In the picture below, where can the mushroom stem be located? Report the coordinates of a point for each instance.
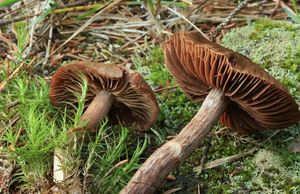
(97, 110)
(152, 173)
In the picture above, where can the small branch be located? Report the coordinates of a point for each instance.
(87, 23)
(188, 21)
(222, 161)
(216, 31)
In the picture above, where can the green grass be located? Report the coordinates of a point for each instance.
(31, 129)
(243, 175)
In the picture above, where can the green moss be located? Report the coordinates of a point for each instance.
(275, 45)
(175, 108)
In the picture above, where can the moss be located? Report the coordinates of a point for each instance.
(242, 176)
(275, 45)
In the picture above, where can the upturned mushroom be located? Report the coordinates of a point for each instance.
(118, 92)
(113, 91)
(236, 90)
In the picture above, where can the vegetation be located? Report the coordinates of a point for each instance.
(31, 128)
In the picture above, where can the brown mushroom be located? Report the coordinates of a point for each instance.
(118, 92)
(121, 94)
(234, 88)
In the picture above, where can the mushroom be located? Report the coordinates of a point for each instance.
(118, 92)
(113, 91)
(234, 88)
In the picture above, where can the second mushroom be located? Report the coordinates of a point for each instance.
(113, 91)
(236, 90)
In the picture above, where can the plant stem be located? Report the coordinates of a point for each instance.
(97, 110)
(215, 33)
(152, 173)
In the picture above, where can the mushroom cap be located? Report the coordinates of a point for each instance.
(134, 102)
(257, 100)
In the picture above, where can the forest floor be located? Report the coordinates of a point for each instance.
(37, 37)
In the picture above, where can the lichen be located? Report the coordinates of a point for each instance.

INSTRUCTION →
Update each of the entries above by replacing "each instance" with "every instance" and keeping every other word as it is. Leave the picture out of your answer.

TASK SOLUTION →
In the picture below, where can the mushroom stem be located? Report the coordinates of a point for every instance.
(97, 110)
(152, 173)
In the picture above, where can the small branch be located? Report the coordinates of a point for every instance.
(87, 23)
(188, 21)
(222, 161)
(216, 31)
In the picture above, where can the green grass be located? Report the coordinates of a point for every instance.
(31, 129)
(243, 175)
In the picture above, where can the green moss be located? Report the coordinates of a point for every instance.
(275, 45)
(175, 108)
In the picture above, where can the moss be located? Report the coordinates of a point for every instance.
(242, 176)
(275, 45)
In the picture above, where can the upturned mushroom be located? Report the coordinates of a point for every instance.
(118, 92)
(113, 91)
(236, 90)
In the picture above, where can the vegetation be located? Report the coordinates of a point for every instance.
(31, 128)
In the picture above, where can the brown mushroom be located? Report the coordinates of a point for every instance.
(118, 92)
(121, 94)
(234, 88)
In the picture above, where can the mushroom be located? Report the coordinates of a point for every instance.
(118, 92)
(113, 91)
(234, 88)
In the picture above, where can the second mushroom be located? Report the coordinates of a point for every instance.
(113, 91)
(236, 90)
In the picture above, where can the plant stem be located? Report the coordinates of a point for every instance.
(97, 110)
(215, 33)
(152, 173)
In the picture above, where can the mushroom cap be located? Report the coordinates of a point for every instance.
(134, 102)
(257, 100)
In the picture above, where can the forest floor be located? Report the coordinates of a point for every instance.
(37, 37)
In the picture above, where can the lichen be located? Report the coordinates of a point for every instance.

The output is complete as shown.